[Named object pointing records]
%%

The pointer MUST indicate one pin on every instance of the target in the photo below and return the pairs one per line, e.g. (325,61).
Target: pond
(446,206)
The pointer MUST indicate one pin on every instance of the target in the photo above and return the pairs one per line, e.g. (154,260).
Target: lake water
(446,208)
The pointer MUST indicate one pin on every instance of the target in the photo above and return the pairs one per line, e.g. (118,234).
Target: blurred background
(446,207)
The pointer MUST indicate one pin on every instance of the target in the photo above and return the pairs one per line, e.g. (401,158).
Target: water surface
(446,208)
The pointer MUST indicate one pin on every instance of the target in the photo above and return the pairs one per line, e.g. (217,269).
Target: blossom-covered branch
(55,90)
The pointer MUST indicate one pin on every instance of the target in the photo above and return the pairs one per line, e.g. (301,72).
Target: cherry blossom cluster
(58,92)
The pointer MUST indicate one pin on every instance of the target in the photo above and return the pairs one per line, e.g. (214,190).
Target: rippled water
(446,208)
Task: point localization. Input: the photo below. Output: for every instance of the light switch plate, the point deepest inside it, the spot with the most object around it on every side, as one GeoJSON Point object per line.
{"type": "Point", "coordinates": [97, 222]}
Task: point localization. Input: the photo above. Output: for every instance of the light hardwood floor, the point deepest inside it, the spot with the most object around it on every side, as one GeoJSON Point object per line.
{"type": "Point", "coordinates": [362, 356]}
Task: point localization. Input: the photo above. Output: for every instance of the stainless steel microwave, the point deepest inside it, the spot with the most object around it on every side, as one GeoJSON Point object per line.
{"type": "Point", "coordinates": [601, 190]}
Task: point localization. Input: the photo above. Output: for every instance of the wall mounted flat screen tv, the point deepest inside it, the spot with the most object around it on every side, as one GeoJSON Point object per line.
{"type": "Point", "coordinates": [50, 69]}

%%

**STATED PROBLEM**
Rewrite the lines from the one containing "of the wall" through the end of the records, inclusive, replacing "flat screen tv" with "television" and leaving everything else unchanged.

**THE ANSWER**
Task: point localization. Input: the photo above. Output: for every instance of the wall mounted television, the point deepest inside it, the spot with the most object around it on every side, as one GeoJSON Point object per line.
{"type": "Point", "coordinates": [50, 69]}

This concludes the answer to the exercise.